Set problem: Below is a listing; reproduce each line of it exactly.

Data provided:
....

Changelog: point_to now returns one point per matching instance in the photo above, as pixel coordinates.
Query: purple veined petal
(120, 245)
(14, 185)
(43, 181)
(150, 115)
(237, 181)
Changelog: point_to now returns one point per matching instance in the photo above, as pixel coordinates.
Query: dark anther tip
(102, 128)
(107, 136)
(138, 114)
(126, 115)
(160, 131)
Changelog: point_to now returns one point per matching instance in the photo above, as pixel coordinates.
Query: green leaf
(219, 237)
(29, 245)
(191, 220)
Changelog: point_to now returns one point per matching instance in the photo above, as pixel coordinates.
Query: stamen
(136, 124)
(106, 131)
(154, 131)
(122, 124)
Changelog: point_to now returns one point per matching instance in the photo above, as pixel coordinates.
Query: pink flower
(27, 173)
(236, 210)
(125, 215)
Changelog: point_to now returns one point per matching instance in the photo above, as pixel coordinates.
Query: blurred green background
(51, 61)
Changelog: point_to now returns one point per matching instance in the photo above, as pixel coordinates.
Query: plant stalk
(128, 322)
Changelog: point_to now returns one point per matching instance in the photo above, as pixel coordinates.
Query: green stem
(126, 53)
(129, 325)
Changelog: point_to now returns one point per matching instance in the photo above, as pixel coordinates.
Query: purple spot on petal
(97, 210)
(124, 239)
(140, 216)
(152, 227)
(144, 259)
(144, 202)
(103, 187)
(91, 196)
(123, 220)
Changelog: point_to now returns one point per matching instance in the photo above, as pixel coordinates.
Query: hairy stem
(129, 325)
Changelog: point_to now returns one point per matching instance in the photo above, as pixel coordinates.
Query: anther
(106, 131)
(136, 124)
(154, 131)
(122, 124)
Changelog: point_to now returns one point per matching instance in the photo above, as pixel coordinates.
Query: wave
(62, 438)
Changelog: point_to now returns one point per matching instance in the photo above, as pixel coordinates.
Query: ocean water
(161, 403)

....

The output:
Changelog: point_to now returns one point per matching instance in the photo above, as pixel coordinates.
Query: purple veined petal
(120, 245)
(14, 185)
(43, 181)
(150, 115)
(237, 181)
Changelog: point_to now returns one point per matching instance in the photo above, as pixel coordinates.
Query: dark anther tip
(102, 128)
(107, 136)
(138, 114)
(126, 115)
(160, 131)
Changelog: point_to now returns one point per matching instance in the photo above, as pixel coordinates.
Query: green leaf
(219, 237)
(29, 245)
(191, 220)
Changelog: point_to now returns one point per matching instance in the photo above, as pixel coordinates.
Query: stamen
(136, 124)
(106, 131)
(154, 131)
(122, 124)
Changelog: point_to now returns one point per matching instance in the photo above, as pixel coordinates.
Query: pink flower
(27, 173)
(236, 210)
(125, 215)
Changelog: point_to now returns one point per matching instance in the photo above, as pixel coordinates.
Query: blurred green background
(51, 61)
Changelog: point_to now returns one point per matching instance in the photo above, as pixel coordinates.
Query: plant stalk
(128, 322)
Changelog: point_to now returns one point per matching instance in the photo above, as pixel coordinates.
Query: green stem
(126, 53)
(129, 325)
Changelog: point_to now returns one point per matching instance in the photo above, as pixel coordinates.
Query: purple spot on petal
(97, 210)
(124, 239)
(140, 216)
(152, 227)
(144, 259)
(144, 202)
(103, 187)
(91, 196)
(123, 220)
Changelog: point_to now returns one point per matching instance in the photo above, as pixel coordinates.
Query: hairy stem
(129, 325)
Changelog: point_to now returns one point per matching instance in the photo above, as pixel coordinates.
Query: anther
(106, 131)
(136, 124)
(154, 131)
(122, 124)
Changelog: point_to now returns one point per matching instance in the photo above, as pixel coordinates.
Query: wave
(62, 438)
Changelog: point_to now returns one point per matching instance in the photo above, as pixel coordinates.
Query: ocean water
(161, 403)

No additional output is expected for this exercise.